[Extract]

I was starting to think that, in a post-pandemic universe, New York Fashion Week would never regain its pre-coronavirus magic. Editors, influencers and socialites alike used to love being funneled into a show shoulder-to-shoulder, knowing what awaited them on the runway would be well worth the discomfort. Now, the idea of being closer than six feet to even our closest fashion friends feels…simply not worth it.
Cue Christian Siriano’s Fall/Winter 2021 show, which took place a full week after the completion of New York’s other F/W21 shows and presentations, many of which were held virtually. Not this one, though. Try to picture it: Gotham Hall, a small group of editors, socially-distanced seating, face masks and four beds. Betcha weren’t expecting beds! When the lights dimmed in the massive gilded ballroom, Coco Rocha, Candice Huffine, Martha Hunt and Teddy Quinlivan lounged on exposed mattresses before getting up, getting dressed and hitting the runway.
It looked, for comparison, a lot more glamorous than my usual jump out of bed in the morning for a Zoom call with the camera turned off. That said, the show got less relatable and more magical as it went, and for a brief moment, it transported attendees back to fashion’s pre-pandemic appeal.
There are a myriad of reasons why Siriano’s show exceeded expectations. First, some weren’t expecting anything at all—when he didn’t show during the scheduled fashion week timeline, many assumed he was taking the season off, although savvy fashion folk and his loyal Instagram followers knew he had something cooking. Second, he sent three thrifted pieces down the runway as part of his partnership with thredUP, Gen Z’s favorite online consignment and thrift store.

[/Extract]

#### [Questions on the material]
1 – Where was Christian Siriano's Fall/Winter 2021 show held, according to the review?
2 – Summarize the review of Christian Siriano's show in two sentences.
3 – Write the next part of the review of Christian Siriano's show, picking up after its last sentence.

[Records provided]

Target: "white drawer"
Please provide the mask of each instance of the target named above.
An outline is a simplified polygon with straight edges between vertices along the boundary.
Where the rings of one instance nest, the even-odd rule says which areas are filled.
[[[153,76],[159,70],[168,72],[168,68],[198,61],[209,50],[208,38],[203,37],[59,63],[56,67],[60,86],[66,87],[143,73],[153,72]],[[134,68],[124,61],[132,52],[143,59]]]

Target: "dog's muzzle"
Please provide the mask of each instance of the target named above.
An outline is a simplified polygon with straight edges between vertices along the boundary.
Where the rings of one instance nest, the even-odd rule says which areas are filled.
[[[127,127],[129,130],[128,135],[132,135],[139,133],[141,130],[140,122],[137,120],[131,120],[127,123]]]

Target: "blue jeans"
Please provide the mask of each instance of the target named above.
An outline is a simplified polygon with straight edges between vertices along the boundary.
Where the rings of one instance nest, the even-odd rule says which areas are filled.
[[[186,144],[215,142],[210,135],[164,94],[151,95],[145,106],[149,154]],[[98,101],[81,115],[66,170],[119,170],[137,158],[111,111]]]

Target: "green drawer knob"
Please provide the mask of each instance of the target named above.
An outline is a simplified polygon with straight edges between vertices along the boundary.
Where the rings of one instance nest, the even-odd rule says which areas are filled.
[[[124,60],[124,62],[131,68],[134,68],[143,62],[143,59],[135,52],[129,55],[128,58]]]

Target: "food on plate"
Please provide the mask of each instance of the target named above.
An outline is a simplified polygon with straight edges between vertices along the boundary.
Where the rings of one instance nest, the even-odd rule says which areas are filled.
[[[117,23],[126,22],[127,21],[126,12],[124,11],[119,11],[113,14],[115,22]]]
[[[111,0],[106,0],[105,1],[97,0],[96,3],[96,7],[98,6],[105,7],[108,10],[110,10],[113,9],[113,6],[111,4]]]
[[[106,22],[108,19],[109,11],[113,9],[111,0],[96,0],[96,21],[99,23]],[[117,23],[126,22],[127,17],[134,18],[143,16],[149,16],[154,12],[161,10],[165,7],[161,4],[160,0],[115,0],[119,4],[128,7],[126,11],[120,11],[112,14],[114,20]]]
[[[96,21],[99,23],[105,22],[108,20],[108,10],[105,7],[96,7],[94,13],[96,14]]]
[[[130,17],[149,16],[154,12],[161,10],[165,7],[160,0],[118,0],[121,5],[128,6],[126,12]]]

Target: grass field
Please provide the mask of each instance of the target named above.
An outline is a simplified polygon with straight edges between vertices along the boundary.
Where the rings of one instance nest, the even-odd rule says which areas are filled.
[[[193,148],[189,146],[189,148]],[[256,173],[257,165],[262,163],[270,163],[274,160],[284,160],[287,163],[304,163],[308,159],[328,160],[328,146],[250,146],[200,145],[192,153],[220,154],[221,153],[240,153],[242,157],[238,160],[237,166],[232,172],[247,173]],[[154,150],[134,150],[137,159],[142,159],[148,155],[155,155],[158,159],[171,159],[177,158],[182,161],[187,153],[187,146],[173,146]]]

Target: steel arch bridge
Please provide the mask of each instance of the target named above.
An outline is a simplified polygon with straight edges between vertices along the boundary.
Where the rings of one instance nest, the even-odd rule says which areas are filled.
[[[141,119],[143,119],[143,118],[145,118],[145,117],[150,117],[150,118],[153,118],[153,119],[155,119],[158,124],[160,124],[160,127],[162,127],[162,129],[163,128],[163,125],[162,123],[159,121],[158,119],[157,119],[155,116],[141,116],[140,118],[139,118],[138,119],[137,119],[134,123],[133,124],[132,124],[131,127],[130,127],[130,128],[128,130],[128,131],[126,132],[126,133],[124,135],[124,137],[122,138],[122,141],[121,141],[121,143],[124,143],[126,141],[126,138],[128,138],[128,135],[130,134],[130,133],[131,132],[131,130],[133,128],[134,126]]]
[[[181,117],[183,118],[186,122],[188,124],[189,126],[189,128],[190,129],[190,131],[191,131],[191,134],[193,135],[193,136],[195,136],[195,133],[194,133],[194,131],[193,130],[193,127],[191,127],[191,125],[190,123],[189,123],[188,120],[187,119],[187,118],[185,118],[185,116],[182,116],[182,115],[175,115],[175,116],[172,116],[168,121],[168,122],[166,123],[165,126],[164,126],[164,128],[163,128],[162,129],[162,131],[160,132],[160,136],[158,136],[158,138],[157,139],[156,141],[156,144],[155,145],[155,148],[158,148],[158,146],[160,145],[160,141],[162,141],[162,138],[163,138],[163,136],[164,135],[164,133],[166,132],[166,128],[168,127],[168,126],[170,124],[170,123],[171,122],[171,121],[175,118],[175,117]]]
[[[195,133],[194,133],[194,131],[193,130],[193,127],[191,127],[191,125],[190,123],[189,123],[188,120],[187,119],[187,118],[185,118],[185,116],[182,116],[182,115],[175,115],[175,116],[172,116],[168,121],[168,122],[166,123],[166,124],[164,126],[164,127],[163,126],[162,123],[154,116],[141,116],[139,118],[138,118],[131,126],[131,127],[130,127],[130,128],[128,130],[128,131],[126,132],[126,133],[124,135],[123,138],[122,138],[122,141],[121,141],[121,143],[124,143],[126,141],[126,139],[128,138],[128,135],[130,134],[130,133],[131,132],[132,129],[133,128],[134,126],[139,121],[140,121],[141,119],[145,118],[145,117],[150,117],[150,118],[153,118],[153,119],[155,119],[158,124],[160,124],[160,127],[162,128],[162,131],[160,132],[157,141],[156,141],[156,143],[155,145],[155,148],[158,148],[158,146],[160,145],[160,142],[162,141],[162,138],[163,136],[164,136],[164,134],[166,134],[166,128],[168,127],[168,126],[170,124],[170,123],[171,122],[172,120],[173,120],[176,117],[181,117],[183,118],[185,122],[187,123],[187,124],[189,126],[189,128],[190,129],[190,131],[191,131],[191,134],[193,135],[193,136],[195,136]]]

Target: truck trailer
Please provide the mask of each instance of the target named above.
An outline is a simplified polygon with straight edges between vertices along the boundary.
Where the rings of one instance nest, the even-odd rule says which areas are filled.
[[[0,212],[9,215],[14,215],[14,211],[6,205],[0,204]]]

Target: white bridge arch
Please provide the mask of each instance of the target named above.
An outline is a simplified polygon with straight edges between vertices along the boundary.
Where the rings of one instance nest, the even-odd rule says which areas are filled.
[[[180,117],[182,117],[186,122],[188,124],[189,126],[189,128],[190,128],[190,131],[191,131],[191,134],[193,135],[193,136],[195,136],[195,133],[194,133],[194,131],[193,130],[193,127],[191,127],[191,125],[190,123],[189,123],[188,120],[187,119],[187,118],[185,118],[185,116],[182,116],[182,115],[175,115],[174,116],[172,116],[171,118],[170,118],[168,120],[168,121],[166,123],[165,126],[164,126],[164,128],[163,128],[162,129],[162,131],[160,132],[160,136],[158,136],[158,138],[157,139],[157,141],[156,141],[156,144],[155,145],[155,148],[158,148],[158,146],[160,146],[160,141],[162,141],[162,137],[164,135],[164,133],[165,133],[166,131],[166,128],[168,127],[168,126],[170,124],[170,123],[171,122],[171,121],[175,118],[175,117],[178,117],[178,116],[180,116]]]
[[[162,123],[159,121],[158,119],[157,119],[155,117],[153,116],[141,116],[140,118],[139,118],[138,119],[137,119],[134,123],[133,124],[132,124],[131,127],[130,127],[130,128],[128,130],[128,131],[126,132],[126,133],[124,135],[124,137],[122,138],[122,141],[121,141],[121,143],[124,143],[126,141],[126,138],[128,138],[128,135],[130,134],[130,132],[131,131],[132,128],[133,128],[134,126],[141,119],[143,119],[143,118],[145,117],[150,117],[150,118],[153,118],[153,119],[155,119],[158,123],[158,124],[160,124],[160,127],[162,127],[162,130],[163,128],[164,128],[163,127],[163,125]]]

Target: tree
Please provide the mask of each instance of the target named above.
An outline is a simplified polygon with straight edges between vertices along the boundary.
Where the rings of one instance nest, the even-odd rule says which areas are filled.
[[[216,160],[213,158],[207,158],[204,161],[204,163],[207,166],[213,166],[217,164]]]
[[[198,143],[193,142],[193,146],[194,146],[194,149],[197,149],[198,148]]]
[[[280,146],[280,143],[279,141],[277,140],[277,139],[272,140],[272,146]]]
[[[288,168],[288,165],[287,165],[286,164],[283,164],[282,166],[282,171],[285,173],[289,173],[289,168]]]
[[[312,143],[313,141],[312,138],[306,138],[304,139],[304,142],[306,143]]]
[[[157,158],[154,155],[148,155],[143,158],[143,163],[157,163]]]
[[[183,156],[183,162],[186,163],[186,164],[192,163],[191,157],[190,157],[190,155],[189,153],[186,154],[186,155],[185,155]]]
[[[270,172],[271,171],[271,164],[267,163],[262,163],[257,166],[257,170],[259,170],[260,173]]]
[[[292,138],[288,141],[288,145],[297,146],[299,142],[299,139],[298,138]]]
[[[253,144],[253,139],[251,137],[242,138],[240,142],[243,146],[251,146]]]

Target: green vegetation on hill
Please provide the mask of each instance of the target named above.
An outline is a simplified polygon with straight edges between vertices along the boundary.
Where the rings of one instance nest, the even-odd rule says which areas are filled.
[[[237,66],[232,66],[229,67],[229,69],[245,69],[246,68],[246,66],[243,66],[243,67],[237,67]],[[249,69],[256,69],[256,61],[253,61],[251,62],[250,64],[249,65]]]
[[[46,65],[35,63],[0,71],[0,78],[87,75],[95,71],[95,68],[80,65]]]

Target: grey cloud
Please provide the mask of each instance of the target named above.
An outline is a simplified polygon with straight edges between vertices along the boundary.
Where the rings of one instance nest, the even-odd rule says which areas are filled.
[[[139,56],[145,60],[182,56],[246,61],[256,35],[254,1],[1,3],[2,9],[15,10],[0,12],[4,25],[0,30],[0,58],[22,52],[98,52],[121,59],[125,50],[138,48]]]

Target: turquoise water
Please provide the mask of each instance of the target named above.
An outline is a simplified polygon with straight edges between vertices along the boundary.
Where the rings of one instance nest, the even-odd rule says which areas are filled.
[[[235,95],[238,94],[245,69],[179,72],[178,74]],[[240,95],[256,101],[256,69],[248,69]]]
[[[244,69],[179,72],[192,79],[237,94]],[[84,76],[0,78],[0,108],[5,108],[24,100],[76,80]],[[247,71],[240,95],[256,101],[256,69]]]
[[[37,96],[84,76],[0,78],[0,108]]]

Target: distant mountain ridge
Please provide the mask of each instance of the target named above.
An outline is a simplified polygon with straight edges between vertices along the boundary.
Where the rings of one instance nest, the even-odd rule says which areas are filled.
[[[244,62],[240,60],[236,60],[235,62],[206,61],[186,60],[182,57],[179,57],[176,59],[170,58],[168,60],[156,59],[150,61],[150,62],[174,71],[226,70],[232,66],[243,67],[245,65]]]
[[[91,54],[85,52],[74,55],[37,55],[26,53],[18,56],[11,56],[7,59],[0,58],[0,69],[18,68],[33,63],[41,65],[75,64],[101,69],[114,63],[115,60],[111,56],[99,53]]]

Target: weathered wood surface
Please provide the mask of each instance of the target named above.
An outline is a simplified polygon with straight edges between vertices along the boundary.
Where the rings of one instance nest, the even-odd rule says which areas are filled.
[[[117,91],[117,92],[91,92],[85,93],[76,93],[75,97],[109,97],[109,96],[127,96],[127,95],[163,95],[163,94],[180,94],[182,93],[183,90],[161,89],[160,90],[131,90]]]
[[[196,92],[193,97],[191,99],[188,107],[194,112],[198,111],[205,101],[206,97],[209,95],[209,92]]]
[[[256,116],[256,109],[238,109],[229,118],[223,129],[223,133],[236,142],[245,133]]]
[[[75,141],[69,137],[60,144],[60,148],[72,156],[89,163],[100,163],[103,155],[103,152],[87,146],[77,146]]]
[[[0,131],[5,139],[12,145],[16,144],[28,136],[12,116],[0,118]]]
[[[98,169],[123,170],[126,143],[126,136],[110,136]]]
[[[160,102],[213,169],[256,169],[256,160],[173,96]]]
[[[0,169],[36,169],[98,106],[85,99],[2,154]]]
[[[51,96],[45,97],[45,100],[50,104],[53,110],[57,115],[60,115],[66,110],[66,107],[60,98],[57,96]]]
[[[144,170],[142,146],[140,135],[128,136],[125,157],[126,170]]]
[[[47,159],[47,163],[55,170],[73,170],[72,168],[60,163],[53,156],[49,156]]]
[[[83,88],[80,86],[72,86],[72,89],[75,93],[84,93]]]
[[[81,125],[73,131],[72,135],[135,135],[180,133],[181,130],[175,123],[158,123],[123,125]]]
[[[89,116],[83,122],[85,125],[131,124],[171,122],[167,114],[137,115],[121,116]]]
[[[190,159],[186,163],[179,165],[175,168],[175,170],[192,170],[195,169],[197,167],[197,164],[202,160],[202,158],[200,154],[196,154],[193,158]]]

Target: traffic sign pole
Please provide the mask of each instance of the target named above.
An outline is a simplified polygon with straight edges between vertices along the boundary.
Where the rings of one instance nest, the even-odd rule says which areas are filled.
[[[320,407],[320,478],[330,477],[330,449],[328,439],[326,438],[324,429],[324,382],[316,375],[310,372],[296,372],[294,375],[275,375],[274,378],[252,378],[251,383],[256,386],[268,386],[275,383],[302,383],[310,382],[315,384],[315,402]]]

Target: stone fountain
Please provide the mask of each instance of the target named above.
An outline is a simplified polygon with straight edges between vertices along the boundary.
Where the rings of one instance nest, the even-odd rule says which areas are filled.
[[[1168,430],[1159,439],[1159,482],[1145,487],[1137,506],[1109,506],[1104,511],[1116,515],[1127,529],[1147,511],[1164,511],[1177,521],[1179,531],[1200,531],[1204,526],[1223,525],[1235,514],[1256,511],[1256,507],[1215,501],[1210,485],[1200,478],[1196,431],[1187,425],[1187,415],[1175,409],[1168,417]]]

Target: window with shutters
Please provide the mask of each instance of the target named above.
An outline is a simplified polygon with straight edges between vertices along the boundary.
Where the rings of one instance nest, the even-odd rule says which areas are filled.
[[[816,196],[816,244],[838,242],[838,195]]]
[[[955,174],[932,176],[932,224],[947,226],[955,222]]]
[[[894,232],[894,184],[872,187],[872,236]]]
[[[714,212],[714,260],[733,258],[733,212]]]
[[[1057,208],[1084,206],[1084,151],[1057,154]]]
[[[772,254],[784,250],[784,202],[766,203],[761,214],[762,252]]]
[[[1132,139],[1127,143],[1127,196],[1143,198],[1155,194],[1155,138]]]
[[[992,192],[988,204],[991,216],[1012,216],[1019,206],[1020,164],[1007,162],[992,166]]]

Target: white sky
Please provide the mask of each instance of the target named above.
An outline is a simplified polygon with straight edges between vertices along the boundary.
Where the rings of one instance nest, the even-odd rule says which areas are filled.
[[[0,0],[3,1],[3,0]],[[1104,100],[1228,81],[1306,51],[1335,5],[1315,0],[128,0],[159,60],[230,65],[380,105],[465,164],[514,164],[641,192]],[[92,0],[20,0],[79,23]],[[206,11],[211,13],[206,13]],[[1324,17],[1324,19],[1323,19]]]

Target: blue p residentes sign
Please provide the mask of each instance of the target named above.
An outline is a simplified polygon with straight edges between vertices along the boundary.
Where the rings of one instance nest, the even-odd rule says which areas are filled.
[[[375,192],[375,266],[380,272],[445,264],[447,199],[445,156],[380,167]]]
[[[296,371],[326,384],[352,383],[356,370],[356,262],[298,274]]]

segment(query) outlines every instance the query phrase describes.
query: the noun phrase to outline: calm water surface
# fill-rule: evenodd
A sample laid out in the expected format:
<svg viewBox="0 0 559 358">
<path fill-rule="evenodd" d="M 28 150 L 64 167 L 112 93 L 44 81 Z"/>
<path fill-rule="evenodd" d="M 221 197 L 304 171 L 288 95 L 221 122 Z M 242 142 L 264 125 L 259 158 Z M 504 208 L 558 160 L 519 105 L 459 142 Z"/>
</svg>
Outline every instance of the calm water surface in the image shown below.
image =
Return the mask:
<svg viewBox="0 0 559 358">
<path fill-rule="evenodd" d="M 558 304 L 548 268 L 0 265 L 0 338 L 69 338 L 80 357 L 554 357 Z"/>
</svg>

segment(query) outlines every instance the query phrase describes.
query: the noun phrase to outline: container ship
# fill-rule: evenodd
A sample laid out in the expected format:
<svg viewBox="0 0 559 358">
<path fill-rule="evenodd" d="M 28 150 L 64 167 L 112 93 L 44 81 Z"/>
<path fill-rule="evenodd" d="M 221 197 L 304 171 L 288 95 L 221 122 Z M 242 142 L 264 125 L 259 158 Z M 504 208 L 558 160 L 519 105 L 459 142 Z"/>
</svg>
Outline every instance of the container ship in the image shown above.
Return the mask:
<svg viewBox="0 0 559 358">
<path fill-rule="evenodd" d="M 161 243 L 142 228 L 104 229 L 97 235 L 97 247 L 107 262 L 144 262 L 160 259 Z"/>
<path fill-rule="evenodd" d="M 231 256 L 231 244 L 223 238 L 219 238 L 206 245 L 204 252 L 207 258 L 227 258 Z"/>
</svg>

[/Records provided]

#### [Written responses]
1 – It was held at Gotham Hall.

2 – The writer had doubted that New York Fashion Week could regain its pre-pandemic magic, but Christian Siriano's Fall/Winter 2021 show at Gotham Hall briefly brought it back. The show came a week after the other shows and featured socially distanced seating, masks and models who rose from four beds, and it exceeded expectations partly because many assumed he was skipping the season and partly because he sent three thrifted pieces from his thredUP partnership down the runway.

3 –
Third, the collection itself was spectacular. The sparkle! The tulle! The power pink! My favorite look changed as each new ensemble made its way down the runway. And just as gorgeous as the clothes were the models; the inclusive array of beautiful, skinny, curvy, happy models.
Unlike other designers, Siriano has never shied away from including plus bodies in his work. This is likely evidence of his inclusive personality, but also proof that he’s no fool. It’s estimated that 68% of women in the United States are a size 14 or larger and the global plus-sized market is valued at over $178 billion—a market most designers limit themselves from pursuing, simply because they don’t regard bigger bodies as fashionable, beautiful, or worthy of their designs. Imagine a designer dismissing you based entirely on your appearance. That’s exactly how it feels when you realize a brand stops their size range just before your number.
In 2021, it’s pretty hard to believe that people are still judging one another based on appearances—don’t designers feel weird actively ignoring a large subset of women so unapologetically? Over the past few years, the percentage of plus models shown on the runway has slowly increased, but with so many virtual shows flying under the radar this year, I could count on my fingers the number of plus models I saw this season.
Sans Siriano’s show, of course. Candice Huffine stunned in a licorice two-piece, sparkly and sexy with an asymmetrical neckline, leg slit and silhouette that clung to her curves. Meanwhile, Marquita Pring stunned in a power pink ruffled gown that was almost entirely sheer, a crowd favorite by far. In total, seven out of 49 looks were worn by plus models; it doesn’t seem like much, until you consider the fact that entire seasons in Paris and Milan have featured fewer than seven plus bodies in all the shows combined.
A show like Christian Siriano’s is more than a collection of clothing; for many, it’s a celebration of body, a preview of what the future of fashion will hopefully look like. That said, I’ve got my fingers crossed our runways will become even more diverse. Designers need to go out of their way to be actively more inclusive, and not just when it comes to size. Models of all different colors, able and disabled bodies—for myself and so many others, there is appeal in this variety. Representation matters, no matter the context.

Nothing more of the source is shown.